Could you arrange every line of the records below as a JSON list of strings, one string per line, with blank lines skipped and the pictures left out?

**** RECORDS FOR THIS TASK

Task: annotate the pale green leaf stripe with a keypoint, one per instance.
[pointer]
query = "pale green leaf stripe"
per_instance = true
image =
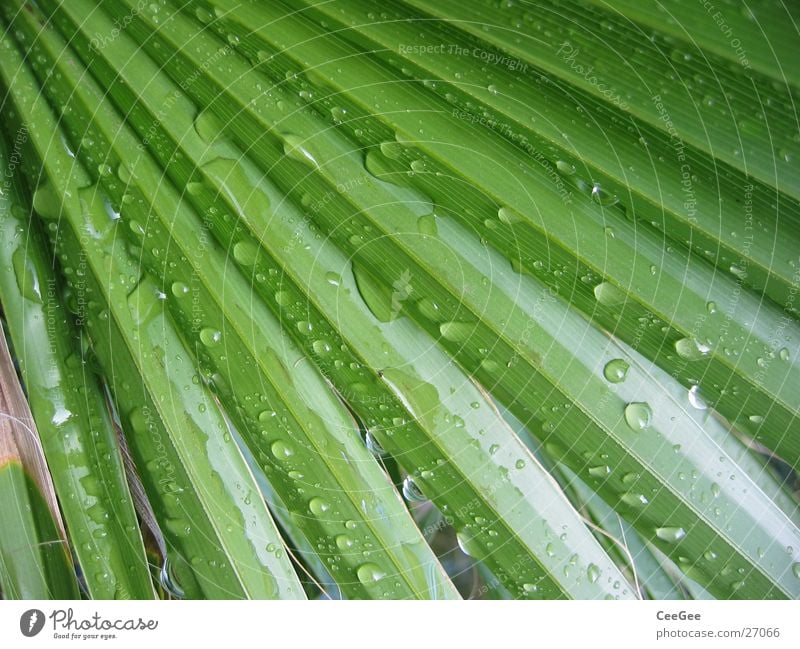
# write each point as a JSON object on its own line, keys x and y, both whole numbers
{"x": 578, "y": 244}
{"x": 340, "y": 477}
{"x": 285, "y": 232}
{"x": 758, "y": 33}
{"x": 197, "y": 434}
{"x": 618, "y": 537}
{"x": 71, "y": 415}
{"x": 683, "y": 195}
{"x": 766, "y": 577}
{"x": 34, "y": 559}
{"x": 638, "y": 66}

********

## RESULT FOR THIS TASK
[
  "Task: annotate the pale green leaf stripe with a keypoint, one per instance.",
  "[pointer]",
  "query = \"pale green leaf stripe\"",
  "per_instance = true",
  "image =",
  "# write each point as a JSON object on its own line, keys x and y, both whole numbers",
  "{\"x\": 578, \"y\": 244}",
  "{\"x\": 340, \"y\": 477}",
  "{\"x\": 285, \"y\": 232}",
  "{\"x\": 758, \"y\": 33}",
  "{\"x\": 197, \"y\": 434}",
  "{\"x\": 618, \"y\": 537}",
  "{\"x\": 71, \"y\": 415}",
  "{\"x\": 683, \"y\": 195}",
  "{\"x\": 766, \"y\": 577}",
  "{\"x\": 34, \"y\": 559}",
  "{\"x\": 638, \"y\": 66}"
]